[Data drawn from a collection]
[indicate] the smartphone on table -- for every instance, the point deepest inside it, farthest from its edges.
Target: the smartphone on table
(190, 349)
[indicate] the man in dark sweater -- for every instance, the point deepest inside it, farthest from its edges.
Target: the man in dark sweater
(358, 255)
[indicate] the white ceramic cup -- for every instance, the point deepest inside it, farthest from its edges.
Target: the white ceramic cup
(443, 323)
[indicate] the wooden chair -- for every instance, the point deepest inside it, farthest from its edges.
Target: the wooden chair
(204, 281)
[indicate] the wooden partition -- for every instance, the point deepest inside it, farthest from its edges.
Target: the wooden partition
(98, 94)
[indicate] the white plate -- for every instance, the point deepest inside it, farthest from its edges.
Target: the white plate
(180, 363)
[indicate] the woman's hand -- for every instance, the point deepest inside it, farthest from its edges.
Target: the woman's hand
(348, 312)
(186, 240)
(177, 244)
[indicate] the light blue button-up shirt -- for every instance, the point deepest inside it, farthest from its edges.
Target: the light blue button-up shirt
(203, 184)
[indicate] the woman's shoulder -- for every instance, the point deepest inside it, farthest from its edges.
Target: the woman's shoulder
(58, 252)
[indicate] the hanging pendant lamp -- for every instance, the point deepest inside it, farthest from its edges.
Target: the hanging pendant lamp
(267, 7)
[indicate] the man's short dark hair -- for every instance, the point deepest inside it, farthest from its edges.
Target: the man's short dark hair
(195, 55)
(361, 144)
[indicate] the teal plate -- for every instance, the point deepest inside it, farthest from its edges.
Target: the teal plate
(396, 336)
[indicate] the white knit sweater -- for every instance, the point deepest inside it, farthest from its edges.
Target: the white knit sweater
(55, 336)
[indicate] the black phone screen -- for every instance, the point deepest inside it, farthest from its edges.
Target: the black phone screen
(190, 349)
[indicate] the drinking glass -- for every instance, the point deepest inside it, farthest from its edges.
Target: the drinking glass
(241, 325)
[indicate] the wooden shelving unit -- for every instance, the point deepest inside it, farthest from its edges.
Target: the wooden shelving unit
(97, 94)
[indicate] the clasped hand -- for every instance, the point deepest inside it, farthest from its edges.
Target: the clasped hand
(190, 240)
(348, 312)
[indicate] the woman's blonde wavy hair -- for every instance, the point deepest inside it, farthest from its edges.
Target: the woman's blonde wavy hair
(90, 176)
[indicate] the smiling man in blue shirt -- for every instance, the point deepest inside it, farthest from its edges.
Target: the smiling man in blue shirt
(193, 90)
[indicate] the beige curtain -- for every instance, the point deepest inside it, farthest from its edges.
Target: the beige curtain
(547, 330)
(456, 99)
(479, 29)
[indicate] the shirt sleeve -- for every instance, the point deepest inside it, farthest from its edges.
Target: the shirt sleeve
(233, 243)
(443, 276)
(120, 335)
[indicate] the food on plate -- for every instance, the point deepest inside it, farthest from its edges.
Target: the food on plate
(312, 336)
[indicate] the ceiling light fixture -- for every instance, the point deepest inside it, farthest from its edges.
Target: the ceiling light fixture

■ Work instructions:
Transcribe every one of the records above verbatim, line by line.

■ Problem solution:
[indicate] the smartphone on table -- for every instance, the point deepest inside it, farthest from its edges.
Target: the smartphone on table
(190, 349)
[indicate] the man in dark sweater -- for every instance, the point deepest inside it, farthest from its edges.
Target: the man in dark sweater
(358, 255)
[indicate] the white ceramic cup -- for every instance, the point deepest inside it, farthest from its edges.
Target: the white ceramic cup
(443, 323)
[indicate] the wooden chair -- for every instance, the point deepest inside it, farthest from its edges.
Target: the wooden chair
(204, 281)
[indicate] the wooden partition -- for every instance, the point deepest inside it, farthest from its edges.
Target: the wooden partition
(98, 94)
[indicate] the white plate -- for every instance, the point deepest inside it, farthest from its edges.
Target: the white plate
(180, 363)
[indicate] the woman's hand -- for every instance, the point deepest inside it, farthest from its edges.
Target: the woman's hand
(348, 312)
(186, 240)
(177, 244)
[indicate] the light blue button-up shirt -- for every instance, the point deepest inside it, farthest from its edges.
Target: the light blue button-up shirt
(203, 184)
[indicate] the woman's shoulder -- for every instance, the point deepest inside it, farthest from its edges.
Target: the woman's shoulder
(58, 252)
[indicate] the hanging pendant lamp -- for every instance, the point deepest inside it, farthest from its edges.
Target: the hanging pendant lamp
(267, 7)
[indicate] the man's short dark hair -- for every instance, the point deepest inside it, farthest from its edges.
Target: the man's short dark hair
(195, 55)
(361, 144)
[indicate] the teal plate -- for every instance, the point deepest inside it, farthest from its edges.
Target: the teal plate
(396, 336)
[indicate] the white knit sweater -- for every instance, the point deepest inside it, farthest from its edges.
Target: the white knit sweater
(55, 336)
[indicate] the black phone screen -- for every instance, the point deepest inside it, farthest from its edges.
Target: the black phone screen
(190, 349)
[indicate] the drinking glass -- for every instance, the point deepest inside it, farthest from its edges.
Target: the drinking glass
(241, 325)
[indicate] the wooden shelving unit -- for every instance, the point deepest inside it, farthest from its edges.
Target: the wooden shelving unit
(97, 94)
[indicate] the clasped hand -- for every instance, the point deepest inside it, farthest from its edges.
Target: the clasped hand
(190, 240)
(348, 312)
[indicate] the woman's blonde wavy hair -- for every instance, the point deepest inside it, farthest from its edges.
Target: the woman's blonde wavy hair
(90, 176)
[indicate] the smiling man in blue shirt -- for every instance, the point deepest inside it, farthest from its edges.
Target: the smiling man in blue shirt
(193, 90)
[indicate] the beige curtain -- for every instance, the point deepest inside it, farthest from its edges.
Target: the beige curtain
(547, 330)
(456, 99)
(479, 29)
[indicate] the shirt sleeve -- for every instance, the point deepest inside it, farthest from its edges.
Target: the shirt sleeve
(233, 243)
(443, 276)
(120, 335)
[indicate] the food on plate -- for every instance, the point deepest inside it, farthest from its edges.
Target: the food on plate
(312, 336)
[indicate] the ceiling light fixture -- for every instance, the point deepest inside it, farthest from its edges.
Target: the ceiling light fixture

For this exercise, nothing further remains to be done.